• EXERCISE OBJECTIVE: Rename "Locations" to "Points" throughout the data below, and reproduce every other line without change.

• DATA SUPPLIED:
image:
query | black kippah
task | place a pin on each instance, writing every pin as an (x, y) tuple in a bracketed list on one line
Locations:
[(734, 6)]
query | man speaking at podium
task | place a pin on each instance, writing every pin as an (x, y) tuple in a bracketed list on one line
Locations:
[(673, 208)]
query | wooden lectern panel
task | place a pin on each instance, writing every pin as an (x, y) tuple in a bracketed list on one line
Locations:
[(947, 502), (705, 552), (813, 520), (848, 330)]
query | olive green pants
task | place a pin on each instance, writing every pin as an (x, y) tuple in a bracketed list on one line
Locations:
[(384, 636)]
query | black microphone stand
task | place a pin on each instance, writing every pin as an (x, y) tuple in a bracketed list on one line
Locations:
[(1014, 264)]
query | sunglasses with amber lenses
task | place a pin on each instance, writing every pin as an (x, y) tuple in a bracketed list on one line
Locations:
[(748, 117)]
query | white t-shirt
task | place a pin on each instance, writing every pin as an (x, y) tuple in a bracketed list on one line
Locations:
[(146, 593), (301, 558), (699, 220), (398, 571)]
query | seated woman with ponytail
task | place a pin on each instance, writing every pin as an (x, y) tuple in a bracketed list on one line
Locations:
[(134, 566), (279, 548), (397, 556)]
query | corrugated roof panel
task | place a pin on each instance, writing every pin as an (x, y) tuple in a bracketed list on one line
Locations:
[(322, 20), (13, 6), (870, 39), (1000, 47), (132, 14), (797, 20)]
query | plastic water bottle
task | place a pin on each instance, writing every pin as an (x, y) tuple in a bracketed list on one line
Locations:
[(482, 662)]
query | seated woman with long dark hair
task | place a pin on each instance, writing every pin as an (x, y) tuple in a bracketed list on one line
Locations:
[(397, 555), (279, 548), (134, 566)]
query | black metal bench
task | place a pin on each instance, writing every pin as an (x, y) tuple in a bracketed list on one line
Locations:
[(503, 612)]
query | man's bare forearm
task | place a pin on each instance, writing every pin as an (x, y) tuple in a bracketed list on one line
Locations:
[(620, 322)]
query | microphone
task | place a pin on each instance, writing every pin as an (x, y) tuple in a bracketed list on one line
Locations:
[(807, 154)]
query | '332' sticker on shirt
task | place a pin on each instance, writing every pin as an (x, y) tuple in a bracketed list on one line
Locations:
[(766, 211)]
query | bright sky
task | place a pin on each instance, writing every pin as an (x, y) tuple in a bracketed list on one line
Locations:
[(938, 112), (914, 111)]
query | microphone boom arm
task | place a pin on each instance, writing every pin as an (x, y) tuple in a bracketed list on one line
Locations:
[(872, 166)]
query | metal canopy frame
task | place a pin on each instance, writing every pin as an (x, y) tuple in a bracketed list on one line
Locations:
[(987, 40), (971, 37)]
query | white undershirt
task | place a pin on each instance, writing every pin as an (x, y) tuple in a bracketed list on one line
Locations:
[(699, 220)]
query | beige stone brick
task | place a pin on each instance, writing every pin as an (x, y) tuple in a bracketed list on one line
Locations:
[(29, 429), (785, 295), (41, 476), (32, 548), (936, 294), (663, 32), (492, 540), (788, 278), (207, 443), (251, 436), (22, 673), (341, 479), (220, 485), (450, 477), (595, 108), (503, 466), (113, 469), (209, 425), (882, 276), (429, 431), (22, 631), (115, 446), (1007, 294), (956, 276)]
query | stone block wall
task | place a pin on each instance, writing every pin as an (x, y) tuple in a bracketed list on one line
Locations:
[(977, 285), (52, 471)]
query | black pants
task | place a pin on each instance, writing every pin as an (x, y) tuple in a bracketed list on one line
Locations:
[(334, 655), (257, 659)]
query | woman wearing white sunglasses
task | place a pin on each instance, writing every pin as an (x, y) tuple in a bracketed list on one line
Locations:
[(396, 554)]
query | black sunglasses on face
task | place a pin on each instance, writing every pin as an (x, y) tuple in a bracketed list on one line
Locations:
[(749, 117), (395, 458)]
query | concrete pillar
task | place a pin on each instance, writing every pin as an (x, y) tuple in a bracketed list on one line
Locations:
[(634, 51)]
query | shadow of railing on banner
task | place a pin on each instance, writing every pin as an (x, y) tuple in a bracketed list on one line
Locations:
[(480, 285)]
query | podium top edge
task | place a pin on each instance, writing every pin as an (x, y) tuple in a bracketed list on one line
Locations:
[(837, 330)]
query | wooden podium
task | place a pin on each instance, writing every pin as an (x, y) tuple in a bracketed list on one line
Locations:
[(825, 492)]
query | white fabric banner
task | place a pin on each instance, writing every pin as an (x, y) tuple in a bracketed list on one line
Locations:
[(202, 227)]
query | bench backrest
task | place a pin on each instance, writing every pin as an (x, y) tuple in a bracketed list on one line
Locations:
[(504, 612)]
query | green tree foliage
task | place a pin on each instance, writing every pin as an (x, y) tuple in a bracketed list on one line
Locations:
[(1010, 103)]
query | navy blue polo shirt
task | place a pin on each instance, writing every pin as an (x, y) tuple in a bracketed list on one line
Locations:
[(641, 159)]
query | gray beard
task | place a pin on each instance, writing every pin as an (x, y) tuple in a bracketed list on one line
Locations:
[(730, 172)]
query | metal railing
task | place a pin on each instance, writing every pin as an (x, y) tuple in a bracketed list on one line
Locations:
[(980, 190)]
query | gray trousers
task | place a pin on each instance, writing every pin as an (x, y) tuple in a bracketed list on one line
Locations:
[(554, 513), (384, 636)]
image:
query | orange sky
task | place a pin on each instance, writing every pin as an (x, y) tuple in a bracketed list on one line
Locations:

• SOLUTION:
image:
query | black kippah
task | place a pin on each instance, writing every pin as an (x, y) tuple in a bracketed list on one line
Points:
[(734, 6)]
query | man speaking at podium
task | place a pin on each instance, writing every pin as an (x, y) tuple in a bracketed list on one line
Points:
[(673, 208)]
query | wooden lectern panel
task | place a pin on each instance, writing every pin as an (x, y) tuple in a bracketed list on one line
Points:
[(947, 502), (705, 552), (813, 520), (848, 330)]
query | olive green pants
task | place a pin on each instance, writing every pin as an (x, y) tuple in a bracketed list on one line
Points:
[(384, 636)]
query | black microphone stand
task | place a pin on each instance, writing every pin as an (x, y) tuple in a bracketed list on one line
Points:
[(1014, 264)]
query | sunglasses with amber lenses
task | place a pin on each instance, writing every pin as an (x, y) tuple in a bracketed list on one line
Points:
[(748, 117)]
query | white t-shirt
task | place a pin on each instance, writing every pin as an (x, y) tuple in a bracketed list on one line
Points:
[(146, 593), (301, 558), (699, 220), (398, 571)]
query | seated woman with ponytail
task | place a pin on each instance, writing every pin as an (x, y) tuple in a bracketed list on one line
Points:
[(134, 566), (279, 548), (397, 556)]
query | corrugated roof panel
task | place a pin on each instance, writing every pin as an (x, y) tuple in a bracketed list on one line
Points:
[(322, 20), (13, 6), (870, 39), (1000, 47), (132, 14), (797, 20)]
query | plastic water bottle
task | place a pin on each instance, writing every pin as an (x, y) tuple in a bracketed list on one line
Points:
[(482, 662)]
query | seated woman with long dark hair
task | place a pin on each instance, writing every pin as an (x, y) tuple in a bracketed list on one line
Points:
[(397, 555), (279, 548), (134, 566)]
query | black metal bench
task | place a pin on each instance, writing every pin as an (x, y) tuple in a bracketed list on one line
Points:
[(503, 612)]
query | man's bare forearm
task | place a pin on each instance, writing every pin as an (x, y) tuple in a bracketed list on one line
Points:
[(620, 322)]
query | microphone
task | place a pin on each instance, writing every pin as an (x, y) tuple in a bracketed list on one line
Points:
[(807, 154)]
query | '332' sticker on shirt
task | place a pin on each instance, writing every pin as an (x, y) tuple in a bracketed list on one line
Points:
[(766, 211)]
query | bright sky
task | place a pin on each instance, writing every pin as an (x, y) tuple in a bracketed list on one line
Points:
[(938, 112), (914, 111)]
query | microphone boom arm
task | place a pin on each instance, writing every pin as an (x, y) tuple in a bracketed list on one line
Points:
[(872, 166)]
query | metal canopy frame
task | place a pin on each instance, writing every pin as an (x, y) tuple in a bracketed list on one line
Points:
[(987, 40), (971, 37)]
query | white undershirt
task | place a pin on each instance, writing every pin as an (x, y) tuple in a bracketed list on one line
Points:
[(699, 220)]
query | beige stone brick
task | place a pin on each instance, writing every pin as an (x, y) tuple in a bracketed list on one line
Points:
[(29, 429), (785, 295), (41, 476), (32, 548), (936, 294), (663, 32), (492, 540), (788, 278), (207, 443), (251, 436), (22, 673), (341, 479), (220, 485), (450, 477), (595, 108), (503, 466), (113, 469), (209, 425), (882, 276), (429, 431), (22, 631), (115, 446), (1007, 294), (956, 276)]
query | stone block wall
task | place a pin on each instance, writing every pin as an (x, y) tuple in a bracketed list on one line
Points:
[(977, 285), (52, 471)]
query | black pants
task | place a pin on each instance, writing every pin as an (x, y) tuple in a bracketed list on one line
Points:
[(334, 655), (257, 659)]
query | woman wearing white sunglasses
task | place a pin on each instance, writing every pin as an (x, y) tuple in a bracketed list on one line
Points:
[(396, 554)]
query | black sunglasses on face
task | place a pin on each instance, writing every pin as an (x, y) tuple in a bracketed list on one line
Points:
[(749, 117), (395, 458)]
query | concrete pillar
task | place a pin on each instance, writing every pin as an (x, y) tuple in a bracketed list on one line
Points:
[(634, 51)]
query | shadow of railing on banner
task | place a pin on each instance, writing every pin as an (x, y) tuple in a bracketed list on one line
Points:
[(480, 285)]
query | podium top edge
task | place a pin on each instance, writing every pin as an (x, y) tuple in a bracketed list on one line
Points:
[(837, 330)]
query | wooden podium
task | place a pin on each instance, writing every pin as an (x, y) tuple in a bracketed list on one line
Points:
[(825, 492)]
query | white fabric banner
task | place a pin on each instance, writing every pin as an (x, y) tuple in a bracketed list on one line
Points:
[(202, 227)]
query | bench backrest
task | place a pin on each instance, writing every pin as an (x, y) tuple in a bracketed list on one line
Points:
[(504, 612)]
query | green tree foliage
task | place a pin on each instance, writing every pin as an (x, y) tuple in a bracketed list on one line
Points:
[(1010, 103)]
query | navy blue polo shirt
task | place a pin on each instance, writing every pin as an (x, y) tuple in a bracketed list on one line
Points:
[(641, 159)]
query | gray beard
task | place a pin on each instance, writing every pin as an (x, y) tuple in a bracketed list on one line
Points:
[(730, 172)]
query | metal railing
task | place a pin on each instance, writing every pin as an (x, y) tuple in a bracketed list on one line
Points:
[(980, 190)]
query | gray trousers
task | place a pin on each instance, writing every pin as an (x, y) tuple in a bracketed list on one line
Points:
[(554, 513), (384, 636)]
image:
query | orange sky
task | place a pin on each instance, writing every pin as an (x, y) tuple in a bracketed list on one line
Points:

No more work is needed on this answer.